TASK GOAL:
Repeat every line of the entries below without changing anything, keeping the lines in their original order.

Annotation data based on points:

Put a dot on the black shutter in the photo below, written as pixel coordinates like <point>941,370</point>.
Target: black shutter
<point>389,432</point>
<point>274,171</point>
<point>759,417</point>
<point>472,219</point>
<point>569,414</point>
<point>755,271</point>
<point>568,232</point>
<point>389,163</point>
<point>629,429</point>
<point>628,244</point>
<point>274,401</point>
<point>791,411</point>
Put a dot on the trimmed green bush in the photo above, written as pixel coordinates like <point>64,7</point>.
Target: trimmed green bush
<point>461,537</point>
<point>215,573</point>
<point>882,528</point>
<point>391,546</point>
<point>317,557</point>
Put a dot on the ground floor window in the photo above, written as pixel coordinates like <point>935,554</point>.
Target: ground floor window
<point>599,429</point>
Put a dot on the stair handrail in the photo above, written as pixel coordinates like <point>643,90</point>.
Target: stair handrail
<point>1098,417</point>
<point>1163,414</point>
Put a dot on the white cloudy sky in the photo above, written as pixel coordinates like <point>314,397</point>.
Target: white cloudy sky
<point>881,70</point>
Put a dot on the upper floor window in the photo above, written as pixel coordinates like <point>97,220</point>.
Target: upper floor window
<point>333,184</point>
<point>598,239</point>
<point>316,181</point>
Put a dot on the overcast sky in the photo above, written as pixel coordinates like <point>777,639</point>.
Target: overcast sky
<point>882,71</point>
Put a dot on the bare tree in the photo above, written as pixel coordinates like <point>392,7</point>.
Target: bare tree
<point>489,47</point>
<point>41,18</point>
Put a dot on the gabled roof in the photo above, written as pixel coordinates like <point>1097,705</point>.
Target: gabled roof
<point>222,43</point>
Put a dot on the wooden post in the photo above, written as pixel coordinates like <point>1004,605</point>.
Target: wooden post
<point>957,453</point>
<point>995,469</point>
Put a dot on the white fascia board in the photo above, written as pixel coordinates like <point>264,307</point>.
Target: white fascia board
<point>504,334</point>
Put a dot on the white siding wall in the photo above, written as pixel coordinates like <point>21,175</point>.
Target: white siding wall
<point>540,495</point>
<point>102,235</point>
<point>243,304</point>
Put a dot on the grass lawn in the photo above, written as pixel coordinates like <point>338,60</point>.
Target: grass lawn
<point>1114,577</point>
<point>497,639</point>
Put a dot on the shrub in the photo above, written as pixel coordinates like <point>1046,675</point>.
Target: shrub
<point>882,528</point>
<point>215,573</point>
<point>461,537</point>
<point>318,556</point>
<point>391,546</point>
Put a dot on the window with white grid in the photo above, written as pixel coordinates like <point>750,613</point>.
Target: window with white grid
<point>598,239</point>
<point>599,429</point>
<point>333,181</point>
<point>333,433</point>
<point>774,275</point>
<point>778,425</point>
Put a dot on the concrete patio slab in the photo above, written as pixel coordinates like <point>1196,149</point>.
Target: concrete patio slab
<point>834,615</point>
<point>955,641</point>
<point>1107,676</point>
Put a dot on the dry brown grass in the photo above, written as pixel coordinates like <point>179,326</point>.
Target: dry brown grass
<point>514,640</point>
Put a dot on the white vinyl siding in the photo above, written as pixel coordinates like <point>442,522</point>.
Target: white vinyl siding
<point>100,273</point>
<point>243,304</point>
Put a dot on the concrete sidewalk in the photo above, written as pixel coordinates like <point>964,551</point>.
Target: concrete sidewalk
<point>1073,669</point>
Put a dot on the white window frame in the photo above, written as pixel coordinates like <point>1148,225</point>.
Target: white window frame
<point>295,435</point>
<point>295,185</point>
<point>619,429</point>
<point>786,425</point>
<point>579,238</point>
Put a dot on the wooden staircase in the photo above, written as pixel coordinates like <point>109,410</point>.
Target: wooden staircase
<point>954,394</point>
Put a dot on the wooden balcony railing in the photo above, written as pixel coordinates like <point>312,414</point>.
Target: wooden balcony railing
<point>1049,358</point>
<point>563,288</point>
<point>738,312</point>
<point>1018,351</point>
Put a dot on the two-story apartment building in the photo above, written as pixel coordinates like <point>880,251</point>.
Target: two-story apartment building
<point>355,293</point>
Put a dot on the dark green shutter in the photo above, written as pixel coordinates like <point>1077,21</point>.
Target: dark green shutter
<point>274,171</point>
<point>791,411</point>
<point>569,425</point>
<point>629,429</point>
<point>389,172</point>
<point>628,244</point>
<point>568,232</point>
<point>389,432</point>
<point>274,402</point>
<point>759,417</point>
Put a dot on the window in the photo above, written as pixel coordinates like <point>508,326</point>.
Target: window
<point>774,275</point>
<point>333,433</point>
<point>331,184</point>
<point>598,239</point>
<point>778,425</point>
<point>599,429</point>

THE RESPONSE:
Put a dot on the black shutter in the photo below, written as pixel coordinates like <point>941,370</point>.
Target: black shutter
<point>389,432</point>
<point>274,171</point>
<point>759,417</point>
<point>472,219</point>
<point>569,414</point>
<point>755,271</point>
<point>568,232</point>
<point>389,163</point>
<point>629,429</point>
<point>628,244</point>
<point>274,401</point>
<point>791,411</point>
Put a dot on the trimmed green bush in the photo above, written as pixel coordinates like <point>64,7</point>.
Target: trimmed green bush
<point>461,537</point>
<point>215,573</point>
<point>882,528</point>
<point>391,546</point>
<point>317,557</point>
Put a dot on the ground floor window in the photo above, written as pixel coordinates like <point>935,554</point>.
Target: ground floor window
<point>599,429</point>
Put a dot on the stair handrail in the photo above, written as pixel coordinates like <point>643,90</point>.
Target: stair handrail
<point>1098,417</point>
<point>1163,414</point>
Put a dot on the white cloudy sky in the photo above, written as pixel coordinates like <point>314,397</point>.
Target: white cloudy sky
<point>881,70</point>
Put a dot on the upper floor window in the photo above, written as pixel coordinates like <point>97,220</point>.
Target: upper floor window
<point>333,184</point>
<point>598,239</point>
<point>316,181</point>
Put a dot on the overcast sky in the photo above, written as pixel coordinates like <point>777,639</point>.
Target: overcast sky
<point>882,71</point>
Put a dot on the bare tree in the photo above, written as pixel coordinates like <point>392,7</point>.
Target: bare tree
<point>489,47</point>
<point>41,18</point>
Put a dot on the gabled roof in the photo above, written as pixel coordinates like <point>1097,705</point>.
Target: gabled roof
<point>222,43</point>
Put a dot on the wooden post in the photo above, written as pixel coordinates like <point>1004,605</point>.
Target: wooden post
<point>957,453</point>
<point>995,469</point>
Put a dot on the white fascia board in the photo above, written as pixel coordinates like <point>264,307</point>.
Target: white fascia board
<point>504,334</point>
Put a dot on the white siding wall in the photo above, written as pixel coordinates like <point>21,175</point>.
Target: white siding wall
<point>540,495</point>
<point>102,235</point>
<point>243,304</point>
Put a dot on the grass lawn in the photo above, written as pixel coordinates like <point>338,60</point>.
Target: grass lawn
<point>1114,577</point>
<point>497,639</point>
Put a dot on the shrub in the photo above, written as pixel coordinates like <point>1046,675</point>.
Target: shrub
<point>882,528</point>
<point>215,573</point>
<point>461,537</point>
<point>318,556</point>
<point>391,546</point>
Put a dot on the window with white grid in the photo above, written as pixel coordinates like <point>750,613</point>.
Target: window with white grid
<point>598,239</point>
<point>599,429</point>
<point>333,181</point>
<point>333,433</point>
<point>774,275</point>
<point>778,425</point>
Put a dot on the concrete patio slab in the photo above, written as pixel coordinates like <point>1196,149</point>.
Target: concrete patio slab
<point>834,615</point>
<point>955,641</point>
<point>1107,676</point>
Put a dot on the dry brown grass in the photo above, written as pixel coordinates like <point>179,326</point>.
Target: dry brown grass
<point>514,640</point>
Put a dot on the white vinyl siding in the photo above, written as pixel coordinates like <point>442,522</point>.
Target: white vinyl siding
<point>100,273</point>
<point>243,304</point>
Put a dot on the concrete sidewalk in the photo above, written as pixel coordinates like <point>964,551</point>.
Target: concrete sidewalk
<point>1073,669</point>
Put a dot on the white window frame in the photo above, written as pixel coordinates like <point>1148,225</point>.
Target: white window frame
<point>295,435</point>
<point>295,185</point>
<point>619,429</point>
<point>786,425</point>
<point>579,238</point>
Put a dot on the wooden staircase in the photo above, written as pixel coordinates like <point>109,410</point>.
Target: wooden staircase
<point>954,394</point>
Put a dot on the wooden balcony railing in the photo above, written as pixel coordinates like <point>312,414</point>.
Target: wooden balcony railing
<point>1049,358</point>
<point>563,288</point>
<point>738,312</point>
<point>1018,351</point>
Put a dot on the two-story apartment building in the photo above, written as pixel coordinates like <point>880,251</point>.
Target: two-story apartment building
<point>355,293</point>
Put a dot on the dark green shutter in the photo above, written as pixel coordinates like <point>1077,21</point>.
Target: dark green shutter
<point>274,171</point>
<point>791,411</point>
<point>569,425</point>
<point>629,429</point>
<point>389,172</point>
<point>628,244</point>
<point>568,232</point>
<point>389,432</point>
<point>274,402</point>
<point>759,417</point>
Put a dot on the window in the photo above, written as pixel coordinates like <point>508,326</point>.
Target: window
<point>774,275</point>
<point>333,433</point>
<point>331,184</point>
<point>598,239</point>
<point>778,425</point>
<point>599,429</point>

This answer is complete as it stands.